● **Questions**:
[1] Rewrite the passage of the article on China's Covid outbreak from "HONG KONG —" up to and including "in wealth management.", changing "wealth management" to "asset management".
[2] Translate this sentence from the article on China's Covid outbreak into Spanish: "But this time, it was smooth and swift, said Gai, 27, who works in wealth management."

● **Document section**:
--- START ---

International tensions rise over China’s Covid outbreak

HONG KONG — On the first day of unimpeded travel between mainland China and Hong Kong, Olivia Gai was one of the first in line. 

Crossing the border from the Chinese territory of Hong Kong to the mainland had been a hassle since the start of the Covid-19 pandemic, requiring weeks of quarantine. But this time, it was smooth and swift, said Gai, 27, who works in wealth management.

As she entered the mainland city of Shenzhen, “I saw two extremely festive display boards and the staff said I could write a wish and put it on — so many people were writing and taking pictures,” Gai said via Xiaohongshu, China’s version of Instagram. “I was about to cry at that moment.”

China reopened to the world Sunday after three years of isolation, ending quarantine requirements for inbound travelers and issuing its citizens passports for tourism again. The hurried lifting of “zero-Covid” restrictions after mass protests has accelerated what appears to be China’s worst outbreak of the pandemic, leading the United States and many other governments to impose restrictions on travelers from the world’s second-largest economy.

The U.S., the World Health Organization and others have said China is not being transparent about the extent of its outbreak, and that the lack of information raises the risk of a new variant of concern emerging undetected.

--- END ---

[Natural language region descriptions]
--- START ---

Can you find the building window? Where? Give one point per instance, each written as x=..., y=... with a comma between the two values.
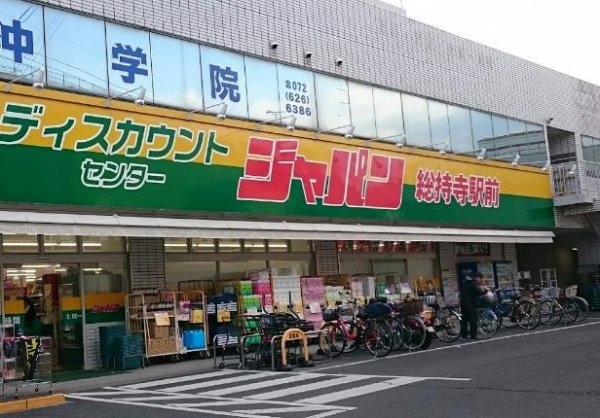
x=60, y=244
x=278, y=246
x=254, y=246
x=230, y=246
x=176, y=245
x=97, y=244
x=19, y=244
x=416, y=121
x=203, y=245
x=300, y=246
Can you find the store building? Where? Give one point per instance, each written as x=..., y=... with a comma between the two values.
x=178, y=141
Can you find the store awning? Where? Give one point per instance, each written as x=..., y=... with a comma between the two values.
x=137, y=226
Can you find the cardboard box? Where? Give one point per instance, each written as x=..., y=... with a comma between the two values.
x=159, y=331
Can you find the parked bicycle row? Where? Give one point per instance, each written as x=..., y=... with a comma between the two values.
x=279, y=340
x=346, y=329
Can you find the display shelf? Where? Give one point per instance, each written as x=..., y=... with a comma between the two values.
x=152, y=316
x=193, y=324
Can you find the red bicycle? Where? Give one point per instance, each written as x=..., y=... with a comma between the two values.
x=340, y=336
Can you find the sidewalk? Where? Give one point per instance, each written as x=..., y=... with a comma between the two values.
x=153, y=372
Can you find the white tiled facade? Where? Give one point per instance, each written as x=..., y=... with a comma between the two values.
x=377, y=43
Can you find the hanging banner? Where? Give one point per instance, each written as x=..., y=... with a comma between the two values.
x=67, y=149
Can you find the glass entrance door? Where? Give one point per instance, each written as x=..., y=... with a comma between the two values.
x=44, y=299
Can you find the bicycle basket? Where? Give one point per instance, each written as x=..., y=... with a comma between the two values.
x=412, y=307
x=330, y=314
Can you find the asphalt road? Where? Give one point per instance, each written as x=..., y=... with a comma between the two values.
x=551, y=372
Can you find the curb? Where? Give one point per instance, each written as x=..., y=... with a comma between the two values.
x=32, y=403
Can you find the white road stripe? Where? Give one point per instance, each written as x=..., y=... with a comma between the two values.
x=173, y=407
x=361, y=390
x=455, y=346
x=303, y=408
x=261, y=385
x=194, y=386
x=199, y=376
x=309, y=387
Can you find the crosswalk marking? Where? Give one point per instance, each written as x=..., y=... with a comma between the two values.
x=210, y=383
x=307, y=388
x=266, y=396
x=262, y=385
x=361, y=390
x=200, y=376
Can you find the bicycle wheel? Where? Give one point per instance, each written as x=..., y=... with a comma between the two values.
x=527, y=315
x=446, y=325
x=488, y=323
x=331, y=340
x=378, y=338
x=414, y=331
x=584, y=307
x=571, y=311
x=507, y=314
x=397, y=328
x=550, y=312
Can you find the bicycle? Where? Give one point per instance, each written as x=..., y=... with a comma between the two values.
x=338, y=336
x=444, y=322
x=409, y=328
x=515, y=311
x=488, y=323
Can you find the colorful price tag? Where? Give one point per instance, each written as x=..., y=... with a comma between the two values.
x=162, y=319
x=197, y=316
x=223, y=316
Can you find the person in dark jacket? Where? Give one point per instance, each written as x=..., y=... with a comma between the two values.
x=469, y=293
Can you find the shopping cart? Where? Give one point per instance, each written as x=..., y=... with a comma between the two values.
x=237, y=338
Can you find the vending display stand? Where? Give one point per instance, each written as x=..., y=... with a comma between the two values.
x=193, y=324
x=313, y=299
x=154, y=317
x=287, y=294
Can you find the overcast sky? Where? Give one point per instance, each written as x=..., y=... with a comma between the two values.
x=562, y=35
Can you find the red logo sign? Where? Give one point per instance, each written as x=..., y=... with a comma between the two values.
x=351, y=178
x=440, y=186
x=109, y=307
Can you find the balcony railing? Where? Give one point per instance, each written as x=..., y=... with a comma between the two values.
x=576, y=182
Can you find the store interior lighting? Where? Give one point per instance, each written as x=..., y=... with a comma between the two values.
x=38, y=81
x=139, y=100
x=221, y=114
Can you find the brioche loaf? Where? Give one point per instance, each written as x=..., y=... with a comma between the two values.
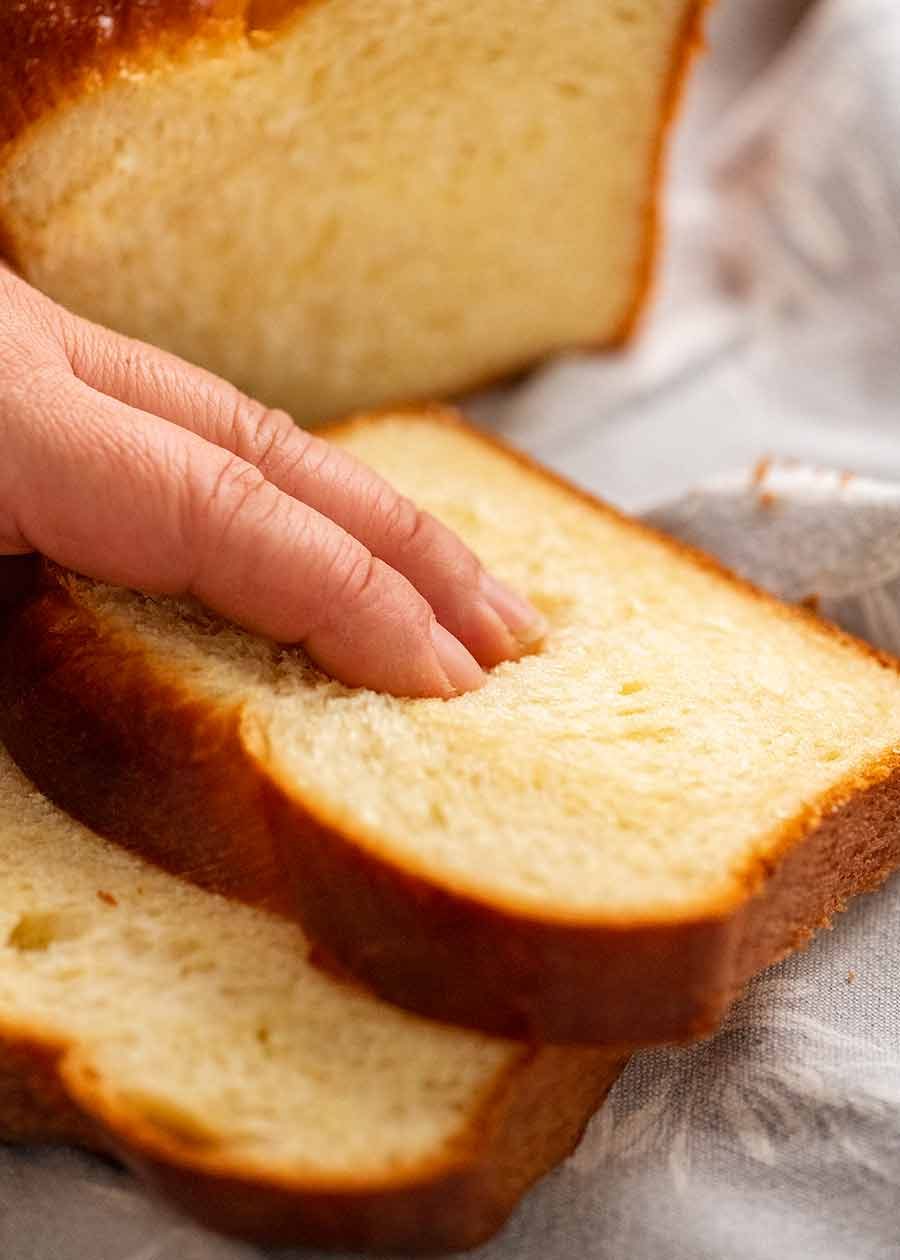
x=385, y=198
x=143, y=1016
x=603, y=843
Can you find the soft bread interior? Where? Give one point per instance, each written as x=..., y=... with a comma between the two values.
x=206, y=1022
x=635, y=767
x=377, y=199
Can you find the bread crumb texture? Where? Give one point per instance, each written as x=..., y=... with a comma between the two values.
x=203, y=1021
x=637, y=767
x=346, y=202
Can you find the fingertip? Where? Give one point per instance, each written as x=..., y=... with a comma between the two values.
x=460, y=668
x=522, y=620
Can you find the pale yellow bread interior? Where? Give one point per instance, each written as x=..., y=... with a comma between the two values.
x=204, y=1021
x=377, y=199
x=673, y=725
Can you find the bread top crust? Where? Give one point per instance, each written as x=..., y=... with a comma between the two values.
x=56, y=48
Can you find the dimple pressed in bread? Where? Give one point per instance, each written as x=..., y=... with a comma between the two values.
x=340, y=203
x=190, y=1036
x=603, y=843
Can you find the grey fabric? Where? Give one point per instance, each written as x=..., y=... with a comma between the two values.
x=775, y=333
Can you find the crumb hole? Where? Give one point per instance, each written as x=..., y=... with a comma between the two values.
x=172, y=1119
x=40, y=929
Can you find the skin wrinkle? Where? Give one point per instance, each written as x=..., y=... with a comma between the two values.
x=139, y=469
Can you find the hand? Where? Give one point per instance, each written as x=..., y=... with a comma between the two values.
x=135, y=468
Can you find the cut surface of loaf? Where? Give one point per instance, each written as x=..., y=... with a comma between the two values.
x=388, y=198
x=144, y=1016
x=604, y=842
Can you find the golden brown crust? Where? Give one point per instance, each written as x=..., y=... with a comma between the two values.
x=83, y=707
x=531, y=1120
x=690, y=44
x=53, y=49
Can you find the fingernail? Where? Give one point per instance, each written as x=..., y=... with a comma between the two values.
x=460, y=667
x=521, y=618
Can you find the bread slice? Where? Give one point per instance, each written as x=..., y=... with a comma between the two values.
x=388, y=198
x=603, y=843
x=193, y=1037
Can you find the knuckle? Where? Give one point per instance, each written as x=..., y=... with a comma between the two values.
x=400, y=518
x=354, y=576
x=219, y=503
x=260, y=434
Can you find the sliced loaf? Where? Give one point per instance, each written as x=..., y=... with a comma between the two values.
x=603, y=843
x=340, y=203
x=193, y=1037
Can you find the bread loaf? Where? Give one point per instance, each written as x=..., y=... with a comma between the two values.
x=340, y=203
x=192, y=1037
x=603, y=843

--- END ---

● **Per-task outputs**:
[1]
HONG KONG — On the first day of unimpeded travel between mainland China and Hong Kong, Olivia Gai was one of the first in line. 

Crossing the border from the Chinese territory of Hong Kong to the mainland had been a hassle since the start of the Covid-19 pandemic, requiring weeks of quarantine. But this time, it was smooth and swift, said Gai, 27, who works in asset management.

[2] Pero esta vez fue fluido y rápido, dijo Gai, de 27 años, que trabaja en gestión de patrimonios.